● What you need to do:
a: In the pull request thread, which four request types does the later comment suggest restricting the parsing to?
b: Return the stretch of the pull request thread from "I have run this" through "the caching issue.", word for word.

● Selected extract:
Add affected, inserted, updated, deleted row to DatabricksAdapterResponse #883

ghjklw · 2024-12-18T09:06:32Z

Resolves #351

Description

Try to parse the result of the databricks query to extract the following variables and add them to the DatabricksAdapterResponse:

num_affected_rows
num_inserted_rows
num_deleted_rows
num_updated_rows

I have only quickly tested it and have been able to retrieve results like this in run_results.json:

      "adapter_response": {
        "_message": "OK",
        "rows_affected": 358,
        "query_id": "2128ebeb-d6e8-4033-8849-dfa2a5279d65",
        "rows_updated": 358,
        "rows_deleted": 0,
        "rows_inserted": 0
      },

I have not yet written any test for it as I would first like to get your feedback on the approach used. It also certainly requires some more testing to make sure that it returns these metrics consistently and did not have a side effect on other methods like fetchone, fetchmany and fetchall (the last 2 in particular are likely to have been impacted).

Checklist

I have run this code in development and it appears to resolve the stated issue
This PR includes tests, or tests are not required/relevant for this PR
I have updated the CHANGELOG.md and added information about my change to the "dbt-databricks next" section.

…onse Signed-off-by: Malo Jaffré <[email protected]>

ghjklw · 2024-12-18T09:29:03Z

By the way, a much cleaner (and potentially more efficient) approach than the caching of fetchone result would be to make sure that this is executed only for some request types (MERGE, INSERT, UPDATE and DELETE), or even better based on the materialization type. This way, we would now that there would be no reason to use a fetch method on the cursor and could get rid of the caching issue.

Labeling and segmentation records
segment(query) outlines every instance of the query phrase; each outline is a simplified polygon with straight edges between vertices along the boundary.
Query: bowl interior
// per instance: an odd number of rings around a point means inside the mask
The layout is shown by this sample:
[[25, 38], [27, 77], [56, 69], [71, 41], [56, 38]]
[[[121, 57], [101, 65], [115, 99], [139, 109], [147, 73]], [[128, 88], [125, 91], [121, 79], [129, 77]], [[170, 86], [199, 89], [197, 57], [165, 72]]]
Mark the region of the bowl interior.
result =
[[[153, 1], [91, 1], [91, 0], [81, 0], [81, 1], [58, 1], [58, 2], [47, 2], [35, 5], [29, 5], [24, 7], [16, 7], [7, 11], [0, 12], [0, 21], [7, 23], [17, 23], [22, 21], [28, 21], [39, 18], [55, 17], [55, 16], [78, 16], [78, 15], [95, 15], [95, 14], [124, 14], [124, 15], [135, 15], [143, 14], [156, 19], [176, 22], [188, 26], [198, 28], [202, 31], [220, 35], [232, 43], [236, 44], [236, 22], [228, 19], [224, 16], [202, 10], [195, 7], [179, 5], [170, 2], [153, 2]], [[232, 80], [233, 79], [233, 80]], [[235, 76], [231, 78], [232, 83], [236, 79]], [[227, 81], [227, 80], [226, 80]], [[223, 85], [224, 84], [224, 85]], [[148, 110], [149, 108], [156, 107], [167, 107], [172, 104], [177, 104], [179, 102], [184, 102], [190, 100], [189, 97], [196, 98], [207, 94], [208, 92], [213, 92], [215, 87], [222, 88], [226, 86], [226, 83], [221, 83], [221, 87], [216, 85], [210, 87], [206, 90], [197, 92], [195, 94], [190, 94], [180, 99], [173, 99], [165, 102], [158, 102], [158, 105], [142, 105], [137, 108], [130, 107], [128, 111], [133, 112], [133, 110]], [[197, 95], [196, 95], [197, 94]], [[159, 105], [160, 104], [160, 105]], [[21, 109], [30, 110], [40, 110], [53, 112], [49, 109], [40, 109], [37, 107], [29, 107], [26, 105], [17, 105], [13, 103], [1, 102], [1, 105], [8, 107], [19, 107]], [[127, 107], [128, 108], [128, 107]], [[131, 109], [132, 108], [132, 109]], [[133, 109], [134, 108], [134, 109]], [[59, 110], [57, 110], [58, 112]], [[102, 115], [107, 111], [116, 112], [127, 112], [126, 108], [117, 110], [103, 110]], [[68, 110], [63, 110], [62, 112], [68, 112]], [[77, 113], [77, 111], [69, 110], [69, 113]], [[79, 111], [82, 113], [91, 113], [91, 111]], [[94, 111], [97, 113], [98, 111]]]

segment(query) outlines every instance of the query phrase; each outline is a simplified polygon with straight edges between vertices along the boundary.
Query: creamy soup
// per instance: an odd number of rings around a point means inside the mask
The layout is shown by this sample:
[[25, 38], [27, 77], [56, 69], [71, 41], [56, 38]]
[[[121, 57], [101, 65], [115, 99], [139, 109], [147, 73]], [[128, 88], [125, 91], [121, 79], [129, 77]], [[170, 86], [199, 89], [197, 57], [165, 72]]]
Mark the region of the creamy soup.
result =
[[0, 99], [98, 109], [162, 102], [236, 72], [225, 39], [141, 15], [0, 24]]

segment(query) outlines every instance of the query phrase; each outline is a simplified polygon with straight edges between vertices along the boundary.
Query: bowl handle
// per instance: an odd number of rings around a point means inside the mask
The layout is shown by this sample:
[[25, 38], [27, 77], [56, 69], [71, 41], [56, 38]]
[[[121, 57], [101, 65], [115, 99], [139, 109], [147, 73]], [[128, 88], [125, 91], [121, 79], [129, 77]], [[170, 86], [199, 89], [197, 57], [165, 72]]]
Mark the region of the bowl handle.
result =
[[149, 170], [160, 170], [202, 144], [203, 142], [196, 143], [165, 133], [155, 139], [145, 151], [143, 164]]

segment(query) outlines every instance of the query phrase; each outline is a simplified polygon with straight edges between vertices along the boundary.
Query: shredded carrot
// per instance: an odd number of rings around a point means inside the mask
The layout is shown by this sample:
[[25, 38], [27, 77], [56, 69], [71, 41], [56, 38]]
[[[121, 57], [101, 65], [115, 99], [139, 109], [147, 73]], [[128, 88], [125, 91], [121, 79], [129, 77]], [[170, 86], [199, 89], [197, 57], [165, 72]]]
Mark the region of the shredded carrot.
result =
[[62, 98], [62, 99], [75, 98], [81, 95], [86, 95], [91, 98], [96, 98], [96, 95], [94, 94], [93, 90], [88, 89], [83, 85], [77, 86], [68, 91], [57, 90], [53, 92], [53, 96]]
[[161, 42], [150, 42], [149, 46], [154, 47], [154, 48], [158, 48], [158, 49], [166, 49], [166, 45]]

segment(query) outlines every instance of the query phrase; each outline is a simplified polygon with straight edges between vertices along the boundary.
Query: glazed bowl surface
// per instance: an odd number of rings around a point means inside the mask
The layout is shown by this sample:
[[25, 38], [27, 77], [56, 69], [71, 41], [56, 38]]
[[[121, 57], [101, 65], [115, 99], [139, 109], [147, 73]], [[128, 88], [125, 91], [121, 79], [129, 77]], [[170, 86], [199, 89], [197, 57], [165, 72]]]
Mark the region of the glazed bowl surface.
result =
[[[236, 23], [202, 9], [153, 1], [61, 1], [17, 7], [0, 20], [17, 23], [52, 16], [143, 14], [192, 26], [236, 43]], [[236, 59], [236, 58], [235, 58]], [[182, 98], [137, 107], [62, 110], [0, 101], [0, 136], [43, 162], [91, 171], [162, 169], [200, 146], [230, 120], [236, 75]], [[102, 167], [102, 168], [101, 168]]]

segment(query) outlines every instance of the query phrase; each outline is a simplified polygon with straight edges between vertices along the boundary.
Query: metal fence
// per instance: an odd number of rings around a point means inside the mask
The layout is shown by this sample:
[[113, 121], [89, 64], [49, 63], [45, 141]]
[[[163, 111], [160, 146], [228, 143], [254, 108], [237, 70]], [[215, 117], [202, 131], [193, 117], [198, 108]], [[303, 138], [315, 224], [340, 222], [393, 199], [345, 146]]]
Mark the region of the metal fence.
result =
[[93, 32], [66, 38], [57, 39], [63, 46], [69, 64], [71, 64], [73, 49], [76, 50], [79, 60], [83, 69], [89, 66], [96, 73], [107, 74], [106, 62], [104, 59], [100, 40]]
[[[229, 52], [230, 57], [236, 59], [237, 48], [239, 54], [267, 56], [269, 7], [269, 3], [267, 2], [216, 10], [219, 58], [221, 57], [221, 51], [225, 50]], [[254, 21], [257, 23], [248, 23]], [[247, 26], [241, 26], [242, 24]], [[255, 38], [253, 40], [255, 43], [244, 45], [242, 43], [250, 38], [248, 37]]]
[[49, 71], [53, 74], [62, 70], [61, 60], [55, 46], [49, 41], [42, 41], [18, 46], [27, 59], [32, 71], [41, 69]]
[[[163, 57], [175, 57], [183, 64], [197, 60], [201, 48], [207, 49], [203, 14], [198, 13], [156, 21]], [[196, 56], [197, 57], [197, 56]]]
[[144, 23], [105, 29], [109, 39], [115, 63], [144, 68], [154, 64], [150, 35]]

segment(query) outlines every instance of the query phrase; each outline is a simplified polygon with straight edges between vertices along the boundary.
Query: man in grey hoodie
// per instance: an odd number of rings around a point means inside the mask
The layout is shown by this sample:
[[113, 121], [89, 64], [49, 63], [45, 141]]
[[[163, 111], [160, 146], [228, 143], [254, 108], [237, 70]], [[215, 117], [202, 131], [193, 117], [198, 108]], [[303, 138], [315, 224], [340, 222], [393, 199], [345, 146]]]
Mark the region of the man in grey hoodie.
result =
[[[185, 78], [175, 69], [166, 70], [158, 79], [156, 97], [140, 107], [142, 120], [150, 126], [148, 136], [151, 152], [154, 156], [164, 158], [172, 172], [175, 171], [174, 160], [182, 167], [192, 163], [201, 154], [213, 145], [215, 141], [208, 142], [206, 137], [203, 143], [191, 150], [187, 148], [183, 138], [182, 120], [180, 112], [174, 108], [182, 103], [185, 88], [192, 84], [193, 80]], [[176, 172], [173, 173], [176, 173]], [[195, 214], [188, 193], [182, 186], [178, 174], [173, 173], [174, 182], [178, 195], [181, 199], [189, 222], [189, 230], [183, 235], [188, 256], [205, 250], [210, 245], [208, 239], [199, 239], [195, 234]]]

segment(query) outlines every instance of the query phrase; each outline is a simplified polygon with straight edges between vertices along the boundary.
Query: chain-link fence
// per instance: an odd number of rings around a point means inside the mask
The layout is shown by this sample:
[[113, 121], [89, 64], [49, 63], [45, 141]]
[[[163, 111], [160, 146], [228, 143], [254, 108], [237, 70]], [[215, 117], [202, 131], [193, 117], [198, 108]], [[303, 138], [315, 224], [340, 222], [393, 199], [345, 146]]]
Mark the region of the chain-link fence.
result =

● Exercise solutions:
a: MERGE, INSERT, UPDATE and DELETE.

b:
I have run this code in development and it appears to resolve the stated issue
This PR includes tests, or tests are not required/relevant for this PR
I have updated the CHANGELOG.md and added information about my change to the "dbt-databricks next" section.

…onse Signed-off-by: Malo Jaffré <[email protected]>

ghjklw · 2024-12-18T09:29:03Z

By the way, a much cleaner (and potentially more efficient) approach than the caching of fetchone result would be to make sure that this is executed only for some request types (MERGE, INSERT, UPDATE and DELETE), or even better based on the materialization type. This way, we would now that there would be no reason to use a fetch method on the cursor and could get rid of the caching issue.